▶ Task to carry out
Give back every record word for word, but keep the pictures out.

########

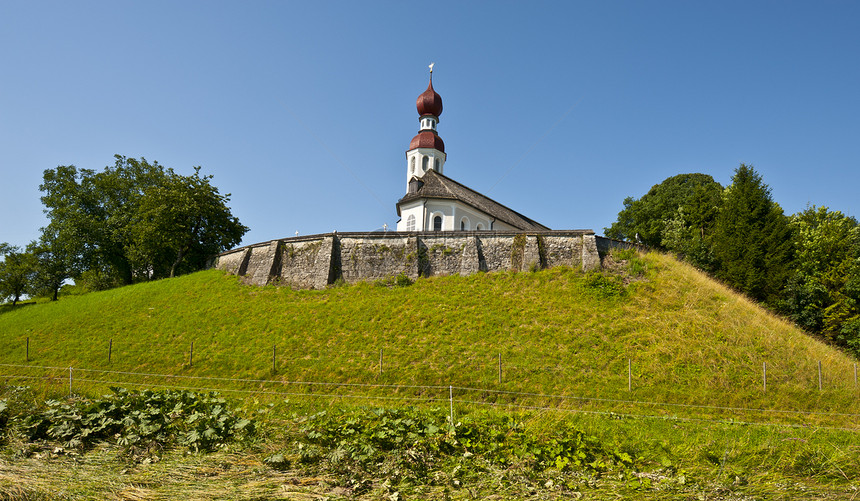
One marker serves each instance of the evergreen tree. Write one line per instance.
(752, 239)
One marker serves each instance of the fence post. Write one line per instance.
(819, 375)
(629, 374)
(451, 403)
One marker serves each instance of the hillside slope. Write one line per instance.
(685, 339)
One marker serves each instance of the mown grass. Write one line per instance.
(686, 339)
(697, 407)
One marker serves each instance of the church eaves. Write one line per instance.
(433, 185)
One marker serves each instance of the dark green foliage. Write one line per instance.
(134, 221)
(52, 266)
(823, 294)
(691, 199)
(408, 445)
(140, 420)
(752, 240)
(16, 273)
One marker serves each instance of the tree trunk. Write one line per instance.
(179, 255)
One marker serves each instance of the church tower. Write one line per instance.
(426, 150)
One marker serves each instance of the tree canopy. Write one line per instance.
(134, 221)
(16, 272)
(752, 242)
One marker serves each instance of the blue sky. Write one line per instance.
(559, 110)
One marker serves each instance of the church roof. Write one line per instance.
(427, 139)
(435, 185)
(429, 102)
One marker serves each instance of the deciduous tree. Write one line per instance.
(135, 220)
(16, 272)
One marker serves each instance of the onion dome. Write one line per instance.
(428, 139)
(429, 102)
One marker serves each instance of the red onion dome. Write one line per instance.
(427, 139)
(429, 102)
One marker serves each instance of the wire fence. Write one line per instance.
(477, 368)
(455, 398)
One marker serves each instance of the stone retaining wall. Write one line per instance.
(315, 261)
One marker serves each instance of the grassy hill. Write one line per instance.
(685, 338)
(564, 340)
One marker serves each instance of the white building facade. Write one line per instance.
(435, 202)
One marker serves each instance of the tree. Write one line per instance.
(16, 272)
(752, 239)
(90, 212)
(183, 221)
(676, 215)
(52, 267)
(823, 294)
(122, 224)
(696, 195)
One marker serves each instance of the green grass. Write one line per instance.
(687, 339)
(696, 351)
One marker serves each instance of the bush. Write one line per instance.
(140, 420)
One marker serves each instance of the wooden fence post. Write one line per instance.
(819, 375)
(629, 374)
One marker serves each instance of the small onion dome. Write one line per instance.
(429, 102)
(427, 139)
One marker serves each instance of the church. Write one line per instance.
(435, 202)
(445, 228)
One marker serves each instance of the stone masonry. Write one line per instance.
(315, 261)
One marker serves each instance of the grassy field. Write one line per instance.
(653, 359)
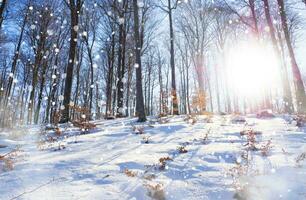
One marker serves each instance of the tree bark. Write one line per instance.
(284, 77)
(75, 9)
(2, 8)
(299, 86)
(172, 63)
(139, 95)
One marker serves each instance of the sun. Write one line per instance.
(252, 69)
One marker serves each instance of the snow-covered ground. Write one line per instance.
(113, 162)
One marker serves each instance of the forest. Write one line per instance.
(115, 60)
(188, 75)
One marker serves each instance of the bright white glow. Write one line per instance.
(252, 69)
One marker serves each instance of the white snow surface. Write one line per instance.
(91, 166)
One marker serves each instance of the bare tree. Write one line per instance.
(75, 9)
(139, 95)
(2, 9)
(298, 81)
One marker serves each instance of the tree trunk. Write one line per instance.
(285, 82)
(2, 8)
(172, 63)
(15, 60)
(75, 10)
(139, 95)
(299, 86)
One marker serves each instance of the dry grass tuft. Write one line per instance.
(163, 162)
(156, 191)
(265, 149)
(146, 139)
(7, 160)
(130, 173)
(182, 149)
(138, 130)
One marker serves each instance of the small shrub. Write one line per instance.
(163, 162)
(190, 119)
(130, 173)
(146, 140)
(156, 191)
(149, 177)
(138, 130)
(266, 148)
(251, 138)
(7, 160)
(182, 149)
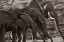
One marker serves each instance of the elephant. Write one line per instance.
(4, 19)
(50, 8)
(23, 21)
(35, 14)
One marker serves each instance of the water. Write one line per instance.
(59, 39)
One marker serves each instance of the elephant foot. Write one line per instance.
(14, 41)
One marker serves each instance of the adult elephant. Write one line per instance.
(26, 22)
(4, 19)
(36, 15)
(48, 7)
(44, 8)
(23, 21)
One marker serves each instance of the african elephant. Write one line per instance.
(35, 14)
(49, 7)
(4, 18)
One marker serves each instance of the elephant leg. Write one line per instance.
(19, 35)
(14, 32)
(57, 23)
(45, 32)
(24, 35)
(36, 28)
(34, 34)
(2, 33)
(51, 8)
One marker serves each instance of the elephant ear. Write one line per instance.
(5, 18)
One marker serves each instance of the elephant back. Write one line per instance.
(5, 18)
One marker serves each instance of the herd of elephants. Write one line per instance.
(33, 16)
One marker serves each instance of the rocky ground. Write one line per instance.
(51, 30)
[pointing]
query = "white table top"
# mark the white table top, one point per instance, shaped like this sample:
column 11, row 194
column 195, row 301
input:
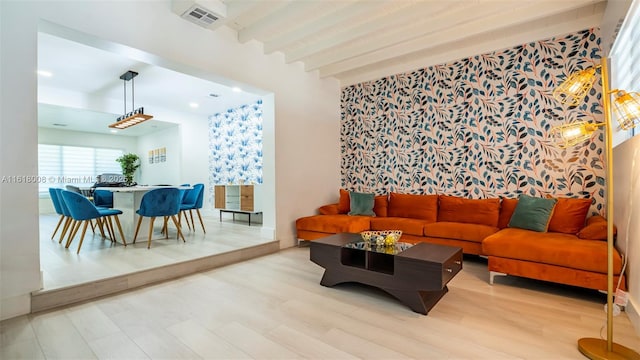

########

▶ Output of the task
One marker serves each instance of the evergreen tree. Write one line per instance.
(752, 239)
One marker serves each instance of the fence post. Write one line per instance.
(819, 375)
(629, 374)
(451, 403)
One marker serves each instance of the hillside slope. Write one line per instance.
(685, 339)
One marker serves each instance of the mown grass. Write one line per instance.
(686, 339)
(697, 407)
One marker serves each instance of the church eaves. Write one line per instance.
(433, 185)
One marker serves each instance of the dark green foliage. Write one line per instance.
(134, 221)
(52, 266)
(823, 294)
(691, 199)
(408, 445)
(140, 420)
(752, 240)
(16, 273)
One marker serves each instance of the tree trunk. Write one line per instance.
(179, 255)
One marker serves each instance of the church tower. Write one line per instance.
(426, 150)
One marker serves each instance of the tree canopy. Write one line per instance.
(134, 221)
(16, 272)
(752, 242)
One marker serves each instance of the blue sky. Write one line per instance.
(559, 110)
One marker serves each instance of the church roof. Write one line per instance.
(427, 139)
(435, 185)
(429, 102)
One marker serves each instance of the deciduous tree. Write one line per instance.
(135, 220)
(16, 272)
One marker serves each instance of the onion dome. Write one line per instance.
(428, 139)
(429, 102)
One marker serves each instance of the red onion dome. Write one line per instance.
(427, 139)
(429, 102)
One marker serves each instance of the wire fence. Write one line per instance.
(477, 368)
(455, 398)
One marker serves each instance of the stone retaining wall. Write one line per instance.
(315, 261)
One marker serves each instance of the grassy hill. Write one line per instance.
(685, 338)
(564, 340)
One marker serves each instance of the white building facade. Write one line per instance.
(435, 202)
One marker serves each instance of the tree. Write one line per instance.
(16, 272)
(752, 239)
(90, 212)
(183, 221)
(676, 215)
(52, 267)
(823, 294)
(122, 224)
(696, 195)
One marker serves each instance of the green grass. Write one line per instance.
(687, 339)
(696, 351)
One marker serves each instance of the bush. Write one line per instance.
(140, 420)
One marker serves each instance of the wooden fence post. Write one line per instance.
(819, 375)
(629, 374)
One marker serves each instance of the small onion dome. Write one line per instance.
(429, 102)
(427, 139)
One marker serves each instance of the church. Write one line per instance.
(435, 202)
(445, 228)
One marker serves each instance of the stone masonry. Write one line per instance.
(315, 261)
One marker serves each instance of the grassy field. Write one line per instance.
(653, 359)
One marker serves each instance of the tree bark. Write one line per instance.
(284, 77)
(75, 9)
(2, 8)
(299, 86)
(172, 63)
(139, 95)
One marker serves each instance of the sun. Write one line per instance.
(252, 69)
One marker serves each instance of the snow-covered ground. Write one line per instance.
(113, 162)
One marker serves each instance of the forest. Write one line per instance.
(115, 60)
(188, 75)
One marker serves each instance of the bright white glow. Write one line per instance.
(252, 69)
One marker serves each instance of the white snow surface. Write one line per instance.
(91, 166)
One marker serves each instance of the bare tree. Write one line per instance.
(75, 9)
(139, 95)
(2, 9)
(298, 81)
One marker serves each instance of the tree trunk. Write one line per instance.
(285, 82)
(2, 8)
(172, 63)
(15, 60)
(75, 10)
(139, 95)
(299, 86)
One marker serves each instance of the dry grass tuft. Write one line per instance.
(163, 162)
(156, 191)
(265, 149)
(146, 139)
(7, 160)
(130, 173)
(182, 149)
(138, 130)
One marker serves each instance of the small shrub. Write one line per instance.
(163, 162)
(190, 119)
(130, 173)
(146, 140)
(156, 191)
(149, 177)
(138, 130)
(266, 148)
(251, 138)
(7, 160)
(182, 149)
One marker serves each instance of the elephant. Write one line per instance.
(4, 19)
(50, 8)
(23, 21)
(35, 14)
One marker serves each instance of the water. Write one line per instance.
(59, 39)
One marker serves each instance of the elephant foot. Write one line per instance.
(14, 41)
One marker serves each instance of the adult elephant. Write one line per instance.
(26, 22)
(4, 19)
(36, 15)
(48, 7)
(44, 8)
(23, 21)
One marker serves each instance of the african elephant. Write one line per instance.
(35, 14)
(49, 7)
(4, 18)
One marker serves each instance of the elephant leg. Write one line per instance.
(19, 35)
(14, 32)
(57, 23)
(45, 32)
(24, 35)
(36, 28)
(34, 34)
(2, 33)
(51, 8)
One marker serves each instance of the elephant ear. Write one line per instance.
(5, 18)
One marker serves each instance of the elephant back. Write one line per instance.
(5, 18)
One marker serves each instance of the herd of elephants. Write one line per instance.
(33, 16)
One marker serves each instance of the rocky ground. Write one line per instance.
(51, 30)
[pointing]
query = "white table top"
# mark the white table top, one point per instance, shaped like this sample:
column 11, row 194
column 195, row 301
input:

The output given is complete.